Correction: The Office of the U.S. Trade Representative will extend the expiration date for 81 of 99 previously granted Section 301 tariff exclusions for six months to May 31, it said in a notice posted on the agency's website. All the exclusions were slated to expire Nov. 14, but USTR is allowing a "transition period" and the exclusions not being extended will expire Nov. 30, it said.
The office of Sen. Bill Cassidy, R-La., released a discussion draft of much-anticipated customs modernization legislation that CBP has been considering as part of its 21st Century Customs Framework, according to an email from the National Customs Brokers & Forwarders Association of America. The trade group said Cassidy is seeking input on the draft legislation, and provided a one-page fact sheet, draft legislation and a section-by-section discussion summary for review.
The U.S. will administer tariff rate quotas starting Jan. 1 on European steel across 54 product categories, with an annual 3.3 metric ton limit, but the products that are currently covered by Section 232 exclusions won't count against the quotas. Those exclusions will automatically renew through the end of 2023, the Commerce Department announced. For both steel and aluminum, derivative products will no longer be subject to tariffs or quotas.
The office of the U.S. Trade Representative plans to restart a Section 301 tariff exclusions process, and has no immediate plans to remove any of the Section 301 tariff targets now that its comprehensive China review is over. However, a government official who spoke on background during an Oct. 3 call with reporters said, "We also want to make sure to align existing tariffs to those [Biden-Harris administration] priorities."
The U.S. Trade Representative announced that Vietnam has committed to keep illegally traded timber out of the supply chain, so no trade action is warranted as a result of the Section 301 investigation. Vietnam agreed to improve customs enforcement at the border with high-risk source countries, and to collaborate on enforcement with those countries, in addition to other verification and seizure practices.

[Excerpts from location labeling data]
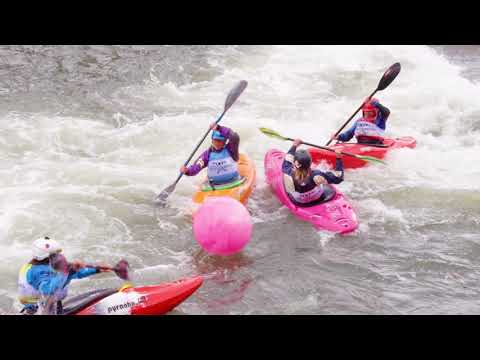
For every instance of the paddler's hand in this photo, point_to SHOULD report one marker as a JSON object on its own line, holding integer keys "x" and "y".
{"x": 104, "y": 268}
{"x": 59, "y": 263}
{"x": 76, "y": 265}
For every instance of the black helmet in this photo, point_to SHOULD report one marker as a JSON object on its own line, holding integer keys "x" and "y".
{"x": 304, "y": 159}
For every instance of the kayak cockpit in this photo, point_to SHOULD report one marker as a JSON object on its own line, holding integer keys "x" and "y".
{"x": 80, "y": 302}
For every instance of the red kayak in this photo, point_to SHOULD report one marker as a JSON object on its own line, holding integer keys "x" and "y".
{"x": 377, "y": 151}
{"x": 128, "y": 300}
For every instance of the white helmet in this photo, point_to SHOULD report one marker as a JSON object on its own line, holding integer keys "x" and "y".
{"x": 44, "y": 247}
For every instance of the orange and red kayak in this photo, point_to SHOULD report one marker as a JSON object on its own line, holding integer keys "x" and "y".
{"x": 377, "y": 151}
{"x": 128, "y": 300}
{"x": 239, "y": 190}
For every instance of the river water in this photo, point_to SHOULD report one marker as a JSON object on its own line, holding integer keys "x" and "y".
{"x": 89, "y": 135}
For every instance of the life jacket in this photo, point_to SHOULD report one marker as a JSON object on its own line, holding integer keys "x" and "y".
{"x": 306, "y": 192}
{"x": 221, "y": 167}
{"x": 366, "y": 131}
{"x": 27, "y": 294}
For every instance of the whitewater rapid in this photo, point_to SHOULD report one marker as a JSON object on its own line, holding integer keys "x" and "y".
{"x": 86, "y": 146}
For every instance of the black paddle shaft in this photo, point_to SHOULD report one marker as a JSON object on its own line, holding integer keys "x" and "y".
{"x": 198, "y": 145}
{"x": 384, "y": 82}
{"x": 323, "y": 148}
{"x": 351, "y": 117}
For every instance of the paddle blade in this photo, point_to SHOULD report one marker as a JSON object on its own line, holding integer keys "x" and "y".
{"x": 121, "y": 269}
{"x": 161, "y": 198}
{"x": 234, "y": 94}
{"x": 371, "y": 159}
{"x": 272, "y": 133}
{"x": 389, "y": 76}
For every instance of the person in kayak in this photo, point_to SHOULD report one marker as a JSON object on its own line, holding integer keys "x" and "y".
{"x": 370, "y": 128}
{"x": 220, "y": 159}
{"x": 307, "y": 187}
{"x": 47, "y": 276}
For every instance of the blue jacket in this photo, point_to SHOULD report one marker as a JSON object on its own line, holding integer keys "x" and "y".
{"x": 47, "y": 281}
{"x": 381, "y": 122}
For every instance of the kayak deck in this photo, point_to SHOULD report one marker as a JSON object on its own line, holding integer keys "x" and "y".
{"x": 379, "y": 152}
{"x": 145, "y": 300}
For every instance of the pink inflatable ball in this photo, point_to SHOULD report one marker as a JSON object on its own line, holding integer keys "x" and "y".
{"x": 222, "y": 226}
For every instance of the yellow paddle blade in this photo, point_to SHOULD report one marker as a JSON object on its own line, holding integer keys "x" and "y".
{"x": 272, "y": 133}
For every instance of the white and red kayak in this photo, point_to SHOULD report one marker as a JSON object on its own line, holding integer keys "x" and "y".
{"x": 335, "y": 215}
{"x": 128, "y": 300}
{"x": 376, "y": 151}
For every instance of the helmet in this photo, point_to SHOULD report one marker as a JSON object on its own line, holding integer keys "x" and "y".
{"x": 304, "y": 159}
{"x": 216, "y": 135}
{"x": 44, "y": 247}
{"x": 370, "y": 107}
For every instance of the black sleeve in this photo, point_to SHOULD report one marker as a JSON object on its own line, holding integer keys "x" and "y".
{"x": 384, "y": 110}
{"x": 292, "y": 150}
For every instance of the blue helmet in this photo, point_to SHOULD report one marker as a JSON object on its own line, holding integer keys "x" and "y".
{"x": 216, "y": 135}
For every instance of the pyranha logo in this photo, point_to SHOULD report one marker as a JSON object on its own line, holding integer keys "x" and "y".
{"x": 127, "y": 305}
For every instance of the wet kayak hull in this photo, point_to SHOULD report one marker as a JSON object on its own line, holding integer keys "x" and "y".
{"x": 145, "y": 300}
{"x": 328, "y": 157}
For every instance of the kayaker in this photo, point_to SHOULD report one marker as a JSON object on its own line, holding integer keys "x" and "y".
{"x": 370, "y": 128}
{"x": 46, "y": 277}
{"x": 220, "y": 159}
{"x": 307, "y": 187}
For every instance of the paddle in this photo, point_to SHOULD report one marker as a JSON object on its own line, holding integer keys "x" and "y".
{"x": 385, "y": 81}
{"x": 121, "y": 269}
{"x": 276, "y": 135}
{"x": 60, "y": 263}
{"x": 231, "y": 98}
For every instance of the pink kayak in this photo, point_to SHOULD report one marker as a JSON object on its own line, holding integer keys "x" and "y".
{"x": 335, "y": 215}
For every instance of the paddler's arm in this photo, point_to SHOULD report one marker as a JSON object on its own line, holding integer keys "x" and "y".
{"x": 347, "y": 135}
{"x": 233, "y": 141}
{"x": 385, "y": 113}
{"x": 49, "y": 283}
{"x": 201, "y": 163}
{"x": 336, "y": 176}
{"x": 83, "y": 273}
{"x": 287, "y": 166}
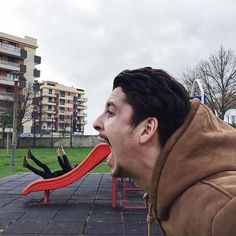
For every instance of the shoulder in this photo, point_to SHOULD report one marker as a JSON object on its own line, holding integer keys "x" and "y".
{"x": 224, "y": 222}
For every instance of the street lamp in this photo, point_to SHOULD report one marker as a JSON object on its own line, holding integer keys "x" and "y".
{"x": 14, "y": 124}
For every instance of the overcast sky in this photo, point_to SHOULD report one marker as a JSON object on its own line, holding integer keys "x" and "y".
{"x": 86, "y": 43}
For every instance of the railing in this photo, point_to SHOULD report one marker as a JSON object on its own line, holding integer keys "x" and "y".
{"x": 8, "y": 63}
{"x": 6, "y": 96}
{"x": 7, "y": 78}
{"x": 10, "y": 47}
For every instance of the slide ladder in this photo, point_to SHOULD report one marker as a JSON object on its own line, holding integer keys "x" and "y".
{"x": 95, "y": 157}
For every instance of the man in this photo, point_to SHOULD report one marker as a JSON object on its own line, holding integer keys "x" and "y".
{"x": 46, "y": 173}
{"x": 182, "y": 156}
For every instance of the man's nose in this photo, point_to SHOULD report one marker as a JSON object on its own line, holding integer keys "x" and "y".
{"x": 98, "y": 124}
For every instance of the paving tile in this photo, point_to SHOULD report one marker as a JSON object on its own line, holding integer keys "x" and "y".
{"x": 7, "y": 218}
{"x": 82, "y": 208}
{"x": 25, "y": 227}
{"x": 64, "y": 227}
{"x": 98, "y": 228}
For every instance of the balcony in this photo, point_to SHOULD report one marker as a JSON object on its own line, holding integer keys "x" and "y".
{"x": 47, "y": 94}
{"x": 6, "y": 80}
{"x": 36, "y": 73}
{"x": 6, "y": 96}
{"x": 50, "y": 111}
{"x": 9, "y": 66}
{"x": 48, "y": 119}
{"x": 66, "y": 113}
{"x": 82, "y": 99}
{"x": 81, "y": 122}
{"x": 79, "y": 106}
{"x": 11, "y": 50}
{"x": 48, "y": 103}
{"x": 81, "y": 114}
{"x": 37, "y": 60}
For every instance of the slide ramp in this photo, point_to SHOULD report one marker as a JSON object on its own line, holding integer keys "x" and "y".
{"x": 95, "y": 157}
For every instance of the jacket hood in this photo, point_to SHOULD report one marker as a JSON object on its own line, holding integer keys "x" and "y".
{"x": 202, "y": 146}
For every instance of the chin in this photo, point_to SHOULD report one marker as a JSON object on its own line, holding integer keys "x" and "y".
{"x": 120, "y": 172}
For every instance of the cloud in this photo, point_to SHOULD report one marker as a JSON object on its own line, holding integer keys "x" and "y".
{"x": 87, "y": 43}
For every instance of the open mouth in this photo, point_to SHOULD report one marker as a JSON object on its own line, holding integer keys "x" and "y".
{"x": 104, "y": 139}
{"x": 110, "y": 159}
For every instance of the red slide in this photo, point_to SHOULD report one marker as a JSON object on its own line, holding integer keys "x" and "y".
{"x": 96, "y": 156}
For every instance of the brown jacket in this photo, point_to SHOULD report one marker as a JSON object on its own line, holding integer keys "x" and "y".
{"x": 194, "y": 182}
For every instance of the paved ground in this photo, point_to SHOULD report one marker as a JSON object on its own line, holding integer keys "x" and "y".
{"x": 83, "y": 208}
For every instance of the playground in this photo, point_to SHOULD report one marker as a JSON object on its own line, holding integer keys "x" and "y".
{"x": 77, "y": 203}
{"x": 82, "y": 208}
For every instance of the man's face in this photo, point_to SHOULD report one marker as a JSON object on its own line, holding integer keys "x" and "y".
{"x": 114, "y": 126}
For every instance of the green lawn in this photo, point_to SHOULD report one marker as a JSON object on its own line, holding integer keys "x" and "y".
{"x": 47, "y": 156}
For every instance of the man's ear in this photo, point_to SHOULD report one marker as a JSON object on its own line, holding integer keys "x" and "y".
{"x": 148, "y": 129}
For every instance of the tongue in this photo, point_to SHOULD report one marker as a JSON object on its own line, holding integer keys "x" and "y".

- _THE EXERCISE_: Write out the trade policy text above word for word, from "The U.S. will" to "tariffs or quotas.", including both ends.

- _REPLY_:
The U.S. will administer tariff rate quotas starting Jan. 1 on European steel across 54 product categories, with an annual 3.3 metric ton limit, but the products that are currently covered by Section 232 exclusions won't count against the quotas. Those exclusions will automatically renew through the end of 2023, the Commerce Department announced. For both steel and aluminum, derivative products will no longer be subject to tariffs or quotas.